EXERCISE DIRECTIONS:
In your reply, reproduce the lines from the first one below to the line containing "264 329 L 306", inclusive, exactly as they stand.

Stored records:
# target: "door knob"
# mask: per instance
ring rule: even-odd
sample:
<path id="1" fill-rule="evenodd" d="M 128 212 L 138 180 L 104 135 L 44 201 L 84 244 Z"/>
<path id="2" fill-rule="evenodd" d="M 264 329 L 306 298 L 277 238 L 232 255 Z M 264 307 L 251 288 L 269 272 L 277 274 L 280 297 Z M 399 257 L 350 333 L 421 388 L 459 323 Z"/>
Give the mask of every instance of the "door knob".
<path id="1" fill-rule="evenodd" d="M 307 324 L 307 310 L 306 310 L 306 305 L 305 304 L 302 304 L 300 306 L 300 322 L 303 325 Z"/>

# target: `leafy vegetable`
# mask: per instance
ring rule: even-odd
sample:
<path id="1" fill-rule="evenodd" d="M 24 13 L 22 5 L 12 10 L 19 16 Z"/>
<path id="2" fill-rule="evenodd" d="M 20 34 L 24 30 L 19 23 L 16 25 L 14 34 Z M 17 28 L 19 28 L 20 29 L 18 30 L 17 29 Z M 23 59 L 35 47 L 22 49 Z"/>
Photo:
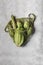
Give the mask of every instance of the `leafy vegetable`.
<path id="1" fill-rule="evenodd" d="M 35 14 L 29 14 L 27 18 L 16 18 L 11 15 L 11 20 L 5 27 L 5 32 L 13 38 L 14 43 L 17 46 L 21 46 L 32 35 L 34 31 L 34 21 L 36 19 Z"/>

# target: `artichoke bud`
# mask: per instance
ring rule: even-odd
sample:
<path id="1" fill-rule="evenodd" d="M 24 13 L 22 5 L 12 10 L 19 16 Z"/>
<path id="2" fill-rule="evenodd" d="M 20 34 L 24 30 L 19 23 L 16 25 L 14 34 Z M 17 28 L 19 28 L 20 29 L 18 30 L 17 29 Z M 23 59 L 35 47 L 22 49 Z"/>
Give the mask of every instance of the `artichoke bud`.
<path id="1" fill-rule="evenodd" d="M 24 42 L 24 35 L 19 31 L 19 28 L 15 31 L 14 41 L 17 46 L 21 46 Z"/>

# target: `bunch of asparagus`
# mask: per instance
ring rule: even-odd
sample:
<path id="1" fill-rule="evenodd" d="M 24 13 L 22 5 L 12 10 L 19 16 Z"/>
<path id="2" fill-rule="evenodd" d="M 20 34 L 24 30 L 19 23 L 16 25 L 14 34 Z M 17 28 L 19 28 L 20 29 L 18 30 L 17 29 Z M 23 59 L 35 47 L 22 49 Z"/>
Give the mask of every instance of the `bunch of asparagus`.
<path id="1" fill-rule="evenodd" d="M 17 46 L 21 46 L 34 31 L 35 14 L 31 13 L 27 18 L 16 18 L 11 15 L 11 20 L 5 27 Z"/>

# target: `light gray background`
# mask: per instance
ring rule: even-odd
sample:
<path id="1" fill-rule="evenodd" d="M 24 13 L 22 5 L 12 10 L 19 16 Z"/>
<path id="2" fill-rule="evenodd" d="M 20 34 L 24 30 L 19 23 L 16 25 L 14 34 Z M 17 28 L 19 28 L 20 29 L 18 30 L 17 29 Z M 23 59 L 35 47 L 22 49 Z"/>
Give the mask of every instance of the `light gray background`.
<path id="1" fill-rule="evenodd" d="M 0 65 L 43 65 L 43 1 L 0 0 Z M 17 47 L 4 28 L 10 16 L 27 17 L 35 13 L 35 34 L 25 47 Z"/>

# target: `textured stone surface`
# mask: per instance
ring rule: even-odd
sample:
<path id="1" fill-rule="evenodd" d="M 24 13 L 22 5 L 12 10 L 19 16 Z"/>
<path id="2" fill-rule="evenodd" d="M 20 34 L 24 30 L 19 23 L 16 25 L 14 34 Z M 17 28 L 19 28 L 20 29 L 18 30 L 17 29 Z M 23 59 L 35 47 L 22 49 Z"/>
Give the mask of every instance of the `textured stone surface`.
<path id="1" fill-rule="evenodd" d="M 0 65 L 43 65 L 42 0 L 0 0 Z M 25 47 L 16 47 L 4 28 L 10 16 L 35 13 L 35 33 Z"/>

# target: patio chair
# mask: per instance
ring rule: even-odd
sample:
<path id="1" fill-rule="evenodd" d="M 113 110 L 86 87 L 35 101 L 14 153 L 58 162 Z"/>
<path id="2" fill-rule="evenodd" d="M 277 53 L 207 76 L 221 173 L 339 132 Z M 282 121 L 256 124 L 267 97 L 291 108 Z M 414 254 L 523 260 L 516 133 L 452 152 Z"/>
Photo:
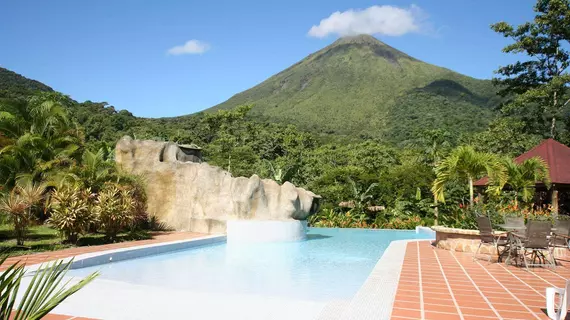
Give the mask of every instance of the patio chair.
<path id="1" fill-rule="evenodd" d="M 479 237 L 481 238 L 481 242 L 479 243 L 479 246 L 477 247 L 477 251 L 475 251 L 475 253 L 473 253 L 473 261 L 475 261 L 477 254 L 479 254 L 479 250 L 481 249 L 481 246 L 486 243 L 486 244 L 491 244 L 493 245 L 493 247 L 495 247 L 495 249 L 497 250 L 497 261 L 501 261 L 501 255 L 503 252 L 505 252 L 505 248 L 507 246 L 507 239 L 506 239 L 506 233 L 500 233 L 500 234 L 496 234 L 493 232 L 493 226 L 491 225 L 491 219 L 489 219 L 489 217 L 477 217 L 477 227 L 479 229 Z M 502 239 L 502 237 L 505 237 L 505 239 Z M 501 252 L 501 250 L 499 249 L 500 247 L 503 247 L 503 251 Z M 488 261 L 491 261 L 491 255 L 489 255 L 489 259 Z"/>
<path id="2" fill-rule="evenodd" d="M 558 311 L 556 311 L 556 295 L 558 295 Z M 570 280 L 566 280 L 566 288 L 546 288 L 546 314 L 550 319 L 563 320 L 568 314 L 570 299 Z"/>
<path id="3" fill-rule="evenodd" d="M 551 245 L 570 249 L 570 220 L 556 220 Z"/>
<path id="4" fill-rule="evenodd" d="M 510 250 L 506 263 L 511 260 L 514 253 L 515 258 L 522 258 L 525 268 L 528 266 L 556 266 L 554 261 L 554 253 L 550 246 L 550 231 L 552 224 L 550 221 L 529 221 L 526 226 L 525 235 L 509 233 Z M 527 255 L 530 251 L 530 260 L 527 262 Z M 549 258 L 546 258 L 545 252 Z M 539 263 L 535 263 L 538 259 Z"/>
<path id="5" fill-rule="evenodd" d="M 524 217 L 505 217 L 505 226 L 519 228 L 522 231 L 525 229 Z M 516 232 L 519 233 L 519 231 Z"/>

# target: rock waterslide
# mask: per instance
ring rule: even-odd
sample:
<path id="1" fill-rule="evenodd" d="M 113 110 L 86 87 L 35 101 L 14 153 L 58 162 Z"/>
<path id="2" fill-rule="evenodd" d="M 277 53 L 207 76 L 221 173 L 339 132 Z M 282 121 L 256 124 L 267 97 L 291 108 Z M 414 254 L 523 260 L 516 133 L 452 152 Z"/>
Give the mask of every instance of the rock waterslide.
<path id="1" fill-rule="evenodd" d="M 219 167 L 188 161 L 173 142 L 123 137 L 117 164 L 146 181 L 148 212 L 176 230 L 224 233 L 228 220 L 306 220 L 320 196 L 257 175 L 232 177 Z"/>

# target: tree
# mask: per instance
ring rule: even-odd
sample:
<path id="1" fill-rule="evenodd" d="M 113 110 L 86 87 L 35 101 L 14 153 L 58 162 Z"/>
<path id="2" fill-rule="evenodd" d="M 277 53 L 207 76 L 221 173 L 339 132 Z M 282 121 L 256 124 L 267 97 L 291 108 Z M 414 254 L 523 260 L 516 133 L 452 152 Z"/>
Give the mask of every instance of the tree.
<path id="1" fill-rule="evenodd" d="M 501 117 L 489 124 L 487 130 L 476 133 L 470 144 L 477 151 L 516 157 L 538 145 L 542 137 L 525 133 L 524 123 L 511 117 Z"/>
<path id="2" fill-rule="evenodd" d="M 506 185 L 515 194 L 515 204 L 518 204 L 519 198 L 523 202 L 532 200 L 534 188 L 538 181 L 546 185 L 550 183 L 548 165 L 541 158 L 534 157 L 521 163 L 516 163 L 511 158 L 504 158 L 503 166 L 507 174 Z M 489 187 L 489 191 L 499 193 L 502 191 L 502 187 L 494 185 Z"/>
<path id="3" fill-rule="evenodd" d="M 451 134 L 442 129 L 428 130 L 420 136 L 419 144 L 423 146 L 425 161 L 434 171 L 451 145 L 449 140 L 451 140 Z M 433 196 L 433 205 L 434 224 L 437 225 L 439 210 L 435 194 Z"/>
<path id="4" fill-rule="evenodd" d="M 506 22 L 491 26 L 514 41 L 503 48 L 503 52 L 522 53 L 527 57 L 526 61 L 499 68 L 497 73 L 502 77 L 495 82 L 500 85 L 503 96 L 514 95 L 503 107 L 505 113 L 527 122 L 531 133 L 548 132 L 555 138 L 560 131 L 557 120 L 570 102 L 570 1 L 538 0 L 534 11 L 534 20 L 520 26 Z"/>
<path id="5" fill-rule="evenodd" d="M 432 192 L 439 201 L 445 202 L 445 184 L 452 180 L 467 180 L 469 186 L 469 205 L 473 207 L 473 181 L 487 175 L 492 183 L 504 186 L 506 182 L 505 168 L 493 154 L 477 152 L 472 146 L 459 146 L 441 161 L 436 167 L 436 179 Z"/>
<path id="6" fill-rule="evenodd" d="M 13 186 L 22 176 L 40 182 L 50 170 L 79 157 L 82 139 L 69 120 L 65 100 L 53 93 L 27 100 L 0 100 L 0 130 L 8 139 L 0 149 L 4 184 Z"/>

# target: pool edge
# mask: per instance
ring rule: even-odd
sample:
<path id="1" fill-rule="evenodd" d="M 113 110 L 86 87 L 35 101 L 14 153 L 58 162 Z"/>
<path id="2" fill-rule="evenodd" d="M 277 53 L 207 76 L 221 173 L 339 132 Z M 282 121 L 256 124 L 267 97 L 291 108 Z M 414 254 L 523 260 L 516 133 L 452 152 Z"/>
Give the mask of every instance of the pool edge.
<path id="1" fill-rule="evenodd" d="M 340 319 L 390 319 L 407 244 L 432 240 L 408 239 L 392 241 L 362 284 L 362 287 L 352 297 L 350 304 L 344 310 Z M 326 319 L 319 317 L 319 320 Z"/>
<path id="2" fill-rule="evenodd" d="M 67 257 L 55 259 L 42 263 L 33 264 L 25 267 L 26 273 L 32 273 L 54 261 L 69 262 L 73 259 L 70 269 L 87 268 L 96 265 L 104 265 L 111 262 L 137 259 L 157 254 L 164 254 L 179 250 L 191 249 L 199 246 L 222 243 L 226 241 L 226 235 L 207 235 L 198 238 L 185 240 L 174 240 L 161 243 L 152 243 L 126 248 L 109 249 L 97 252 L 90 252 L 77 255 L 75 257 Z"/>

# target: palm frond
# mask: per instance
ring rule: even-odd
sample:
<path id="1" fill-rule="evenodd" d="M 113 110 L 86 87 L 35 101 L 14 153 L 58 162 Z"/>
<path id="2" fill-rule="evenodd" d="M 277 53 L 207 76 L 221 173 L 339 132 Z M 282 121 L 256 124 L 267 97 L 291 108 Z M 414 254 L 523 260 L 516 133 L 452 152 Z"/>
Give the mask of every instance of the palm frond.
<path id="1" fill-rule="evenodd" d="M 1 260 L 4 262 L 5 258 Z M 22 279 L 25 276 L 24 264 L 16 263 L 0 274 L 0 319 L 36 320 L 47 315 L 69 296 L 93 281 L 98 272 L 83 278 L 75 285 L 62 283 L 73 260 L 57 261 L 41 266 L 35 272 L 16 308 L 15 301 Z M 13 312 L 12 312 L 13 311 Z"/>

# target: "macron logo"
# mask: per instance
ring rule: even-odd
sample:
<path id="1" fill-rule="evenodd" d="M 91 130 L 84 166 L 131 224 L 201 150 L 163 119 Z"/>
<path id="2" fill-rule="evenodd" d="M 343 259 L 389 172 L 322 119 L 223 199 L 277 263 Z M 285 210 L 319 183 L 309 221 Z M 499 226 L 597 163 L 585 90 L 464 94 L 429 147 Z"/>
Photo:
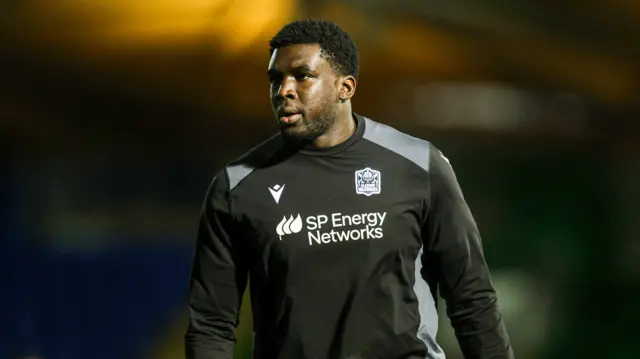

EXERCISE OUTPUT:
# target: "door knob"
# mask: per instance
ring rule: even-odd
sample:
<path id="1" fill-rule="evenodd" d="M 128 212 L 138 180 L 104 135 L 44 201 L 84 244 Z"/>
<path id="2" fill-rule="evenodd" d="M 264 329 L 306 298 L 277 238 L 232 255 Z M 264 307 L 251 288 L 269 272 L 277 274 L 280 297 Z M 399 257 L 350 333 L 421 388 L 459 323 Z"/>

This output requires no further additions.